● **Task description**:
Check each numbered statement against the Kafka schema registry excerpt and answer yes or no, quoting the words of the excerpt that decide it.
1. The enriched stream is currently written in Thrift.
2. With the schema registry, the schema is kept outside the Kafka data.
3. Kafka Connectors would let the Snowplow data be sent to S3.

● **Text excerpt**:
════

Confluent (creators of Kafka) created the schema registry, which allows to have Avro data in Kafka, where the schema is stored externally in the schema registry, cf http://docs.confluent.io/3.2.0/schema-registry/docs/. The payload is therefore way smaller.
The added benefit is that we can have strong enforcement of schema migrations and compatibility guarantees, such as backwards, forward, etc. Once this is implemented, people can start using Kafka Connectors (https://www.confluent.io/product/connectors/) so they can externalize the Snowplow data to ElasticSearch, S3, etc, for basically free.
At the moment the data in the collector stream is written in Thrift but the enriched stream is TSV - I’m guessing it would make sense to have both the collector and enriched stream/topic as Avro records?
Absolutely.
Is the schema documented anywhere? How much effort would it be to translate that to an Avro schema? That also has some deep implications about how Snowplow plans on evolving schema (in a breaking or non breaking way)

════

● **Provided data**:
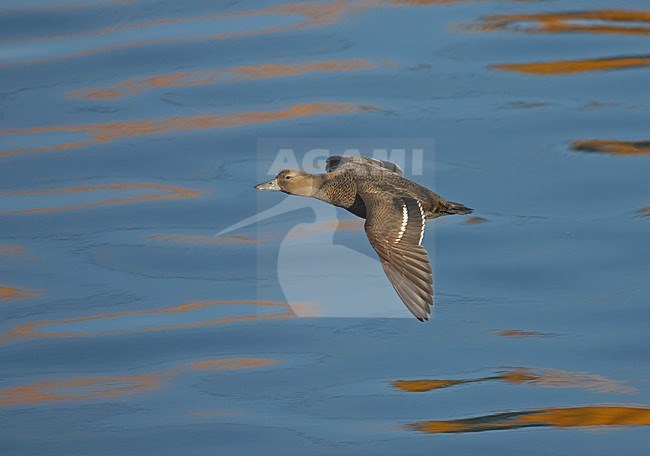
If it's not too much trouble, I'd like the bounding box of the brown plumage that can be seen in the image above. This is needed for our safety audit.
[255,156,472,321]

════

● **Final answer**:
1. No: "the enriched stream is TSV"
2. Yes: "the schema is stored externally in the schema registry"
3. Yes: "they can externalize the Snowplow data to ElasticSearch, S3, etc"